__TRECHO FORNECIDO__
━━━━━━━━
Relações essas que “têm raízes na história do moderno colonialismo e
imperialismo europeu, mas que são ainda aparentes na era atual do
neocolonialismo”. O espaço temporal de séculos é superado apenas pela amplitude
espacial do processo imperialista, que abrange a quase totalidade do mundo
moderno, se considerarmos seus pólos opostos: o dominador e o dominado.
A
seguirmos Moore-Gilbert, justifica-se a inclusão dos textos selecionados para o
corpus deste trabalho como objeto da
crítica pós-colonial. O imperialismo europeu tomou formas diversas em tempos e
locais diferentes, daí a procedência de colocarmos lado a lado textos díspares,
para um estudo que vai “além dos pós-colonialismos e dos pós-nacionalismos”.
Não
há como discutir que as consequências da opressão imperialista assumem os
mesmos aspectos em todos os povos e regiões, em todas as culturas e línguas. A
diáspora dos povos africanos – os “imigrantes” involuntários da expansão
européia para além-mar – está na base das histórias de vida de Zadie Smith e de
Conceição Evaristo, bem como na construção de suas personagens em seus
respectivos enclaves étnicos.
No
conto alegórico de Evaristo, não há personagens individualizadas, mas um conjunto
de traços e qualificações que caracterizam a comunidade como um todo e fazem
dela a protagonista da narrativa. Resistente diante do sofrimento, sábia, forte
e paciente, a comunidade enfrenta uma crise de esterilidade física da
mãe-terra, quando se rompe o ciclo de morte e renascimento que comanda a
natureza:
E então
deu de faltar tudo: mãos para o trabalho, alimentos, água, matéria para os
nossos pensamentos e sonhos, palavras para as nossas bocas, cantos para as
nossas vozes, movimento, dança, desejo para os nossos corpos (. . . ) O milagre
da vida deixou de acontecer também, nenhuma criança nascia e, sem a chegada dos
pequenos, tudo piorou. (. . . ) agora nenhuma família mais festejava a
esperança que renascia no surgimento de sua prole. (EVARISTO, 2005: p. 35; 37)
━━━━━━━━
Itens de dados:
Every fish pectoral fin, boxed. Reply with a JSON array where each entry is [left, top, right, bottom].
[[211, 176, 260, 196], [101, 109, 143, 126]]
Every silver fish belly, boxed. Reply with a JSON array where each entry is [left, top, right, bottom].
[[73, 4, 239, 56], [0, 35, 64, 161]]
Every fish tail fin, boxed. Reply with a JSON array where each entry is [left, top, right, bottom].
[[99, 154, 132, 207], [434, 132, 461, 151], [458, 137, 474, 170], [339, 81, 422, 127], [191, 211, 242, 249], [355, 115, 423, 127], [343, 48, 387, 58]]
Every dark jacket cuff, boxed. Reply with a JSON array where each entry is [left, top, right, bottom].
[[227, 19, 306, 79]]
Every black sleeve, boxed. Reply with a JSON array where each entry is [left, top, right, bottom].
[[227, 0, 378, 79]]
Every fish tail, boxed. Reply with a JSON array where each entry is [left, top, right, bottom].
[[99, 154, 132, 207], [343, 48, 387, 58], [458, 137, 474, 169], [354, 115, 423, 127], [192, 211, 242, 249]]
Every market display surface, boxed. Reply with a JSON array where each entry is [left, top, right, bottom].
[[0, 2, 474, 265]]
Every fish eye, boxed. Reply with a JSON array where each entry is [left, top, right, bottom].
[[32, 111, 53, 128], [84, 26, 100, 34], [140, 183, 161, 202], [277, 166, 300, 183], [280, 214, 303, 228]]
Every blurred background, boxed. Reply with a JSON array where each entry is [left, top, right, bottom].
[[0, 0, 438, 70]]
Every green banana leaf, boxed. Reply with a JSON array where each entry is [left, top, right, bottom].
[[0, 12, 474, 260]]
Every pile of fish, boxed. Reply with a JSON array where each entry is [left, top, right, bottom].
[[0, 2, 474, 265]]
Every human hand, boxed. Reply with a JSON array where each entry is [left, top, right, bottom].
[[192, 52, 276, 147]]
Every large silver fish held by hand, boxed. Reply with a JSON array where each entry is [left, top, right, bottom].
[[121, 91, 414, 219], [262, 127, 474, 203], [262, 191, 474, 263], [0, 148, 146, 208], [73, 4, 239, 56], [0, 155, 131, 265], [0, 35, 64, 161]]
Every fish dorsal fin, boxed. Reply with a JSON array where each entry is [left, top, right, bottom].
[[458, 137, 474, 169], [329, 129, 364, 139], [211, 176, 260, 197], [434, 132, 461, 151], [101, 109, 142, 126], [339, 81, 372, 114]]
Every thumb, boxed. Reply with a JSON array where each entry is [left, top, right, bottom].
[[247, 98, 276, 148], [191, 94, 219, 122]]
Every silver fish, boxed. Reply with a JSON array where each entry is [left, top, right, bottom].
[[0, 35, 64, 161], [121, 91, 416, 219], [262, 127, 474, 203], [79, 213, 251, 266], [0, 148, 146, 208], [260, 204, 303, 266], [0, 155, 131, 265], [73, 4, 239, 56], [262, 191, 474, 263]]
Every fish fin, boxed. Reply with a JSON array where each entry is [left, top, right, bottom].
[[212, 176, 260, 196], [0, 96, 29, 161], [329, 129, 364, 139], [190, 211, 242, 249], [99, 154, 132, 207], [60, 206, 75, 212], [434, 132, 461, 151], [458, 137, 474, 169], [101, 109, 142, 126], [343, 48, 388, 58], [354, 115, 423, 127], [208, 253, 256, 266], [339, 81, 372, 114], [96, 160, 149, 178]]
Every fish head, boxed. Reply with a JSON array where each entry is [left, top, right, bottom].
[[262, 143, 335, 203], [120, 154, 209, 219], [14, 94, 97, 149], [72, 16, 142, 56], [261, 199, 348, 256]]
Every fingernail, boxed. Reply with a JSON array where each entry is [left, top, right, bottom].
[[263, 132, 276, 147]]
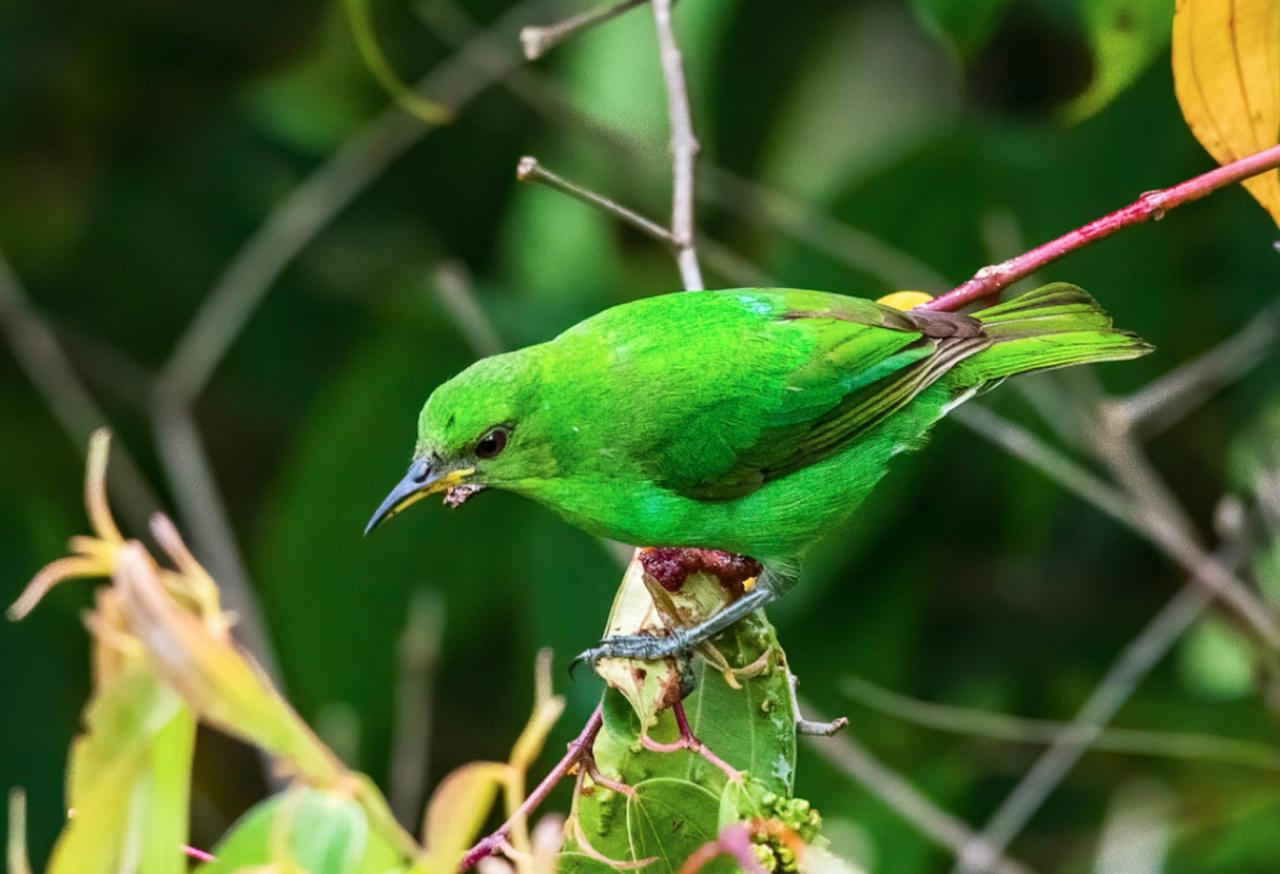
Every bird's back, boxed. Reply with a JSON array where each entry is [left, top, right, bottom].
[[519, 285, 1146, 558]]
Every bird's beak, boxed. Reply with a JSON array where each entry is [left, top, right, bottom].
[[365, 458, 476, 535]]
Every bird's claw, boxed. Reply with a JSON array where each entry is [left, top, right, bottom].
[[568, 631, 695, 677]]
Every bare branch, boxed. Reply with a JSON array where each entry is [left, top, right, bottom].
[[956, 546, 1244, 873], [952, 406, 1280, 650], [844, 676, 1280, 770], [516, 155, 774, 288], [415, 0, 950, 290], [653, 0, 704, 292], [951, 403, 1138, 528], [804, 701, 1029, 874], [520, 0, 645, 60], [1107, 306, 1280, 436], [516, 155, 678, 250], [922, 146, 1280, 311]]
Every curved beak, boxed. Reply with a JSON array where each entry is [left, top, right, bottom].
[[365, 458, 475, 536]]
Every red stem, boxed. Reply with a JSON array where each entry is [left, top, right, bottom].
[[458, 703, 604, 871], [920, 139, 1280, 312]]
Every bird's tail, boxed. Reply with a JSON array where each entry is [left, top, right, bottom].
[[948, 283, 1152, 386]]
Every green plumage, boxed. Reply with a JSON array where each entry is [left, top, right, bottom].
[[401, 284, 1149, 564]]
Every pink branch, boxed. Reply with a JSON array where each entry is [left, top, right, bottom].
[[458, 703, 604, 871], [678, 823, 765, 874], [920, 140, 1280, 311]]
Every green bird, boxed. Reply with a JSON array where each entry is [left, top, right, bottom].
[[366, 284, 1151, 662]]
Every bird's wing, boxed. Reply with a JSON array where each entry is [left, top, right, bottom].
[[654, 296, 988, 500]]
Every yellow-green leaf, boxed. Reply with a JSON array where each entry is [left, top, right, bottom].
[[1174, 0, 1280, 224], [420, 761, 511, 871]]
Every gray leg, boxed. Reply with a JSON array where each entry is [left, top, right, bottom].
[[568, 569, 796, 673]]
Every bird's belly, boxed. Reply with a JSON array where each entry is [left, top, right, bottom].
[[524, 445, 893, 560], [519, 386, 950, 562]]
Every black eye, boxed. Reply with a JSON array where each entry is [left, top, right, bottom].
[[476, 427, 511, 458]]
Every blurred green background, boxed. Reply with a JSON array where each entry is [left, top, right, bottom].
[[0, 0, 1280, 871]]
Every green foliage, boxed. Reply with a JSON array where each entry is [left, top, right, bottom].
[[911, 0, 1010, 56], [1065, 0, 1174, 120], [561, 601, 803, 874], [0, 0, 1280, 874]]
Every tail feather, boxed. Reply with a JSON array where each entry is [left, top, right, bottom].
[[950, 283, 1152, 386]]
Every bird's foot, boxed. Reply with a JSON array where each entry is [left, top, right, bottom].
[[568, 628, 699, 674]]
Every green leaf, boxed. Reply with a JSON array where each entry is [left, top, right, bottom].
[[561, 603, 808, 871], [49, 667, 196, 874], [911, 0, 1009, 58], [1179, 618, 1253, 699], [197, 787, 404, 874], [626, 777, 719, 874], [1065, 0, 1174, 122]]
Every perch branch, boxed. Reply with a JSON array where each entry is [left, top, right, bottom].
[[653, 0, 704, 292], [922, 146, 1280, 311], [458, 704, 604, 871], [520, 0, 645, 60]]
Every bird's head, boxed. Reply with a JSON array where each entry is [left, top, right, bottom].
[[365, 347, 556, 534]]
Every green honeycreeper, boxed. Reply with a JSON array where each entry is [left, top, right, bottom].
[[366, 283, 1151, 662]]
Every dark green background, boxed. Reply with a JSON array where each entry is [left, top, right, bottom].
[[0, 0, 1280, 871]]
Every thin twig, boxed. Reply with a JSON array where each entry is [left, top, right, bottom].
[[653, 0, 704, 292], [516, 155, 680, 244], [951, 403, 1138, 528], [1107, 305, 1280, 436], [413, 0, 921, 290], [844, 676, 1280, 772], [516, 155, 774, 287], [804, 701, 1030, 874], [956, 546, 1243, 873], [520, 0, 645, 60], [952, 406, 1280, 650], [922, 140, 1280, 311], [458, 704, 604, 871], [0, 252, 160, 531], [387, 591, 444, 823]]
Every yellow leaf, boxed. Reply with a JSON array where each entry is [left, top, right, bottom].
[[1174, 0, 1280, 224], [420, 761, 511, 871]]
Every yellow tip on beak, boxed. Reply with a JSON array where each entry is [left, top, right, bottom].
[[365, 461, 476, 536]]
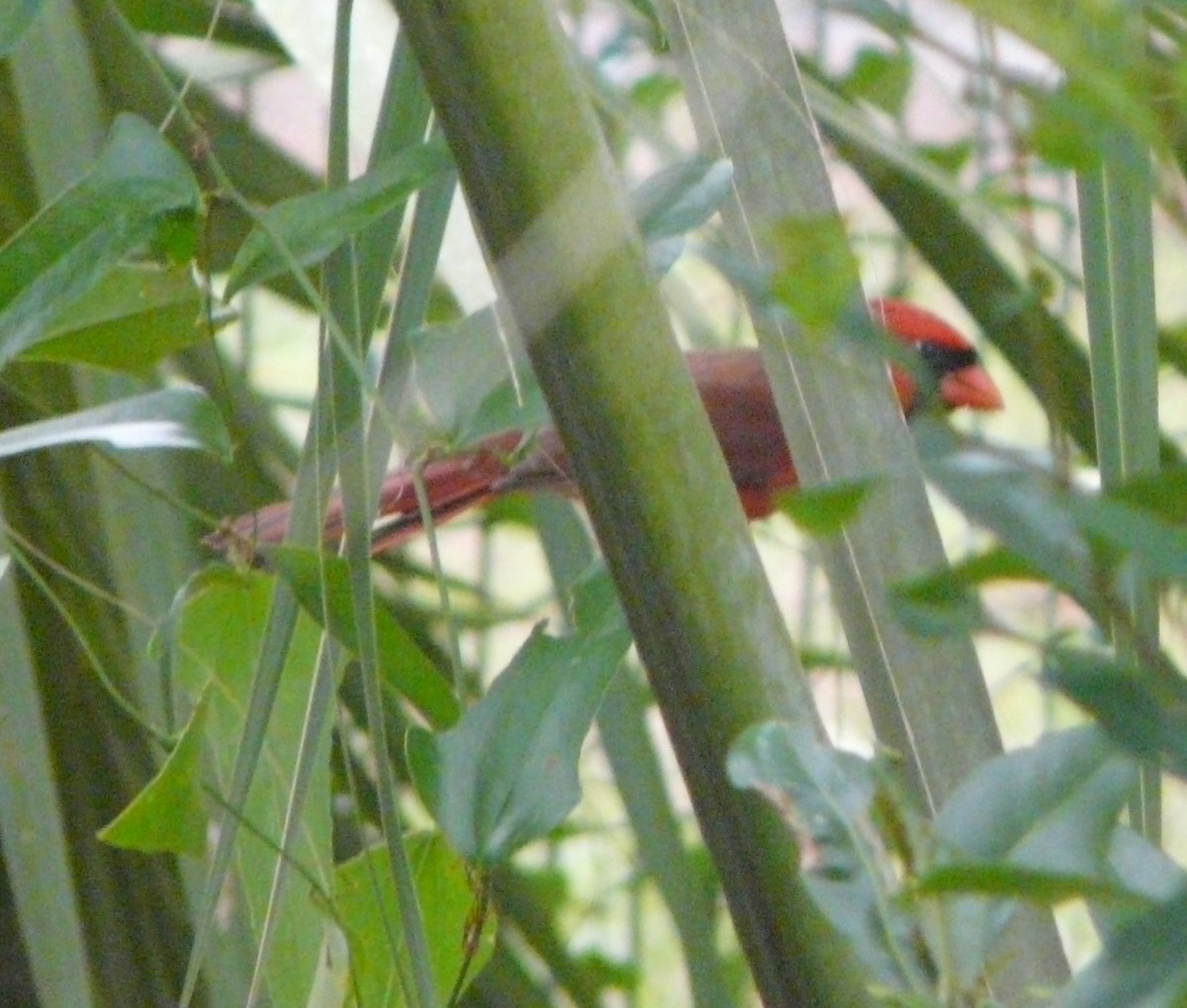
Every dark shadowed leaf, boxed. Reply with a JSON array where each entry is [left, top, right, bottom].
[[0, 115, 201, 364], [225, 142, 451, 298], [408, 574, 630, 867], [728, 722, 925, 990], [267, 546, 458, 728]]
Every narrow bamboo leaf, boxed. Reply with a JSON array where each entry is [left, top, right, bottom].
[[1031, 81, 1109, 171], [922, 728, 1138, 983], [915, 417, 1094, 599], [890, 571, 989, 636], [305, 917, 352, 1008], [18, 266, 209, 378], [267, 546, 459, 728], [630, 156, 734, 242], [841, 46, 914, 117], [388, 309, 548, 456], [0, 0, 46, 59], [333, 834, 497, 1008], [225, 142, 450, 298], [120, 0, 289, 55], [0, 115, 201, 364], [1044, 647, 1187, 777], [916, 862, 1135, 906], [99, 692, 210, 858], [1052, 889, 1187, 1008], [0, 555, 95, 1008], [890, 546, 1043, 635], [0, 386, 231, 461], [728, 722, 926, 992], [174, 568, 333, 1008], [778, 480, 872, 535], [1067, 494, 1187, 582], [630, 158, 732, 277], [408, 582, 630, 867]]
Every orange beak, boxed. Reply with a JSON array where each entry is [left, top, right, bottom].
[[940, 364, 1005, 411]]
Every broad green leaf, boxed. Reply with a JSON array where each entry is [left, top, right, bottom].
[[921, 728, 1138, 984], [915, 416, 1096, 600], [18, 266, 209, 378], [333, 834, 495, 1008], [890, 546, 1039, 636], [1105, 465, 1187, 525], [225, 142, 450, 298], [1044, 647, 1187, 777], [0, 386, 231, 461], [728, 722, 925, 991], [99, 692, 210, 858], [0, 0, 46, 59], [630, 156, 734, 277], [0, 115, 201, 366], [268, 546, 458, 728], [1051, 888, 1187, 1008], [174, 567, 333, 1008], [771, 216, 854, 334], [630, 156, 734, 242], [408, 574, 630, 867]]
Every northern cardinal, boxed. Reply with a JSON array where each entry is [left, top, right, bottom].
[[206, 299, 1002, 553]]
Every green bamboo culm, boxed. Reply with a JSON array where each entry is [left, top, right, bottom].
[[397, 0, 870, 1007], [1076, 131, 1162, 843]]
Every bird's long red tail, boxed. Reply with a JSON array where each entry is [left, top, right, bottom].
[[206, 432, 522, 556]]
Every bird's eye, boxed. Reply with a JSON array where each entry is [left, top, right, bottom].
[[916, 342, 980, 381]]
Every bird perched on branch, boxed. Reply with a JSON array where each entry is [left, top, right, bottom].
[[206, 299, 1002, 553]]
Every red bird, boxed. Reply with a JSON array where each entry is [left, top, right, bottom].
[[207, 299, 1002, 553]]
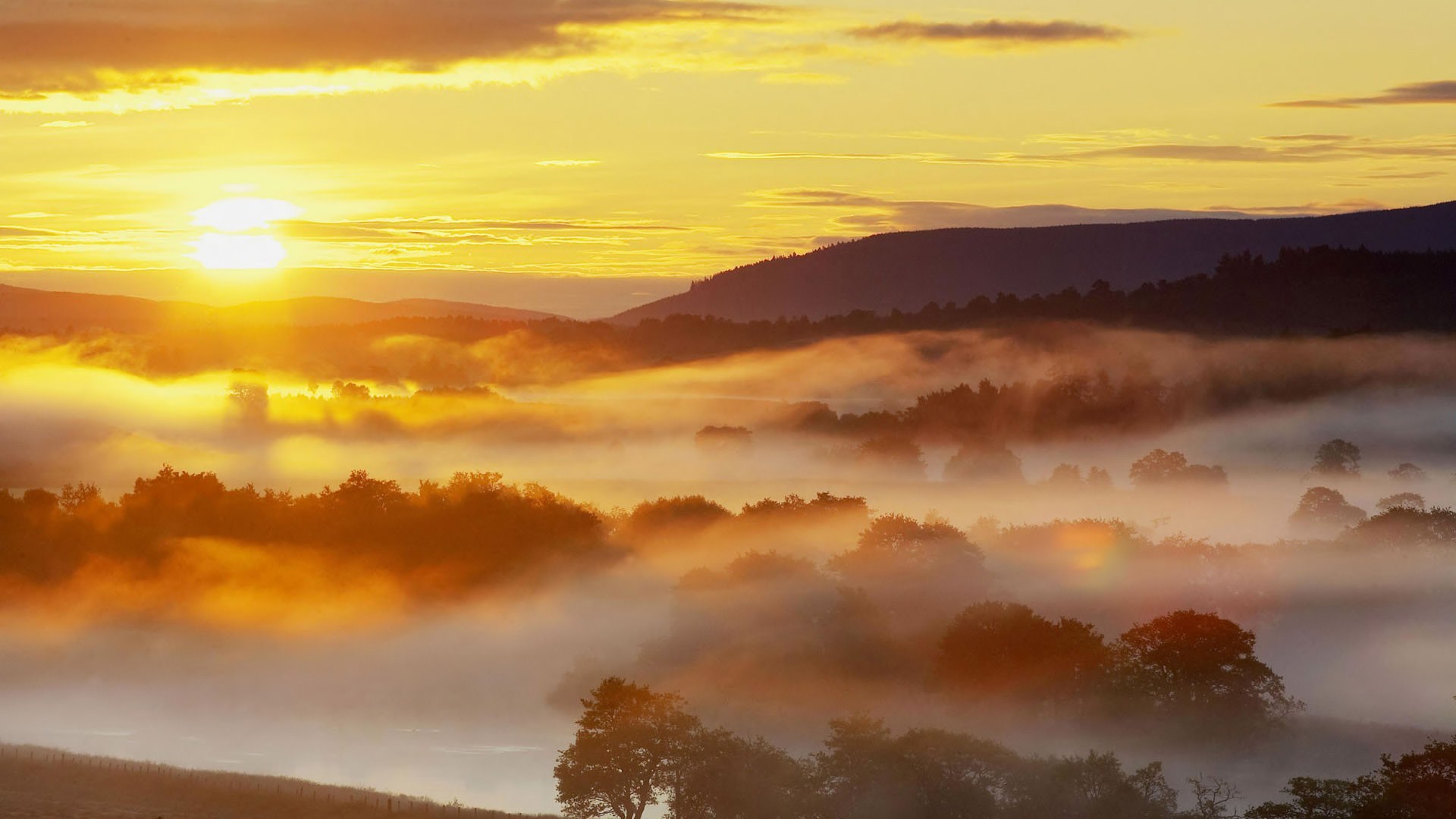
━━━━━━━━
__O QUE PRODUZIR__
Segundo o trecho, quem é a protagonista da narrativa no conto alegórico de Evaristo? As linhas não têm relação com o trecho.

__RESPOSTA ESCRITA__
A comunidade como um todo.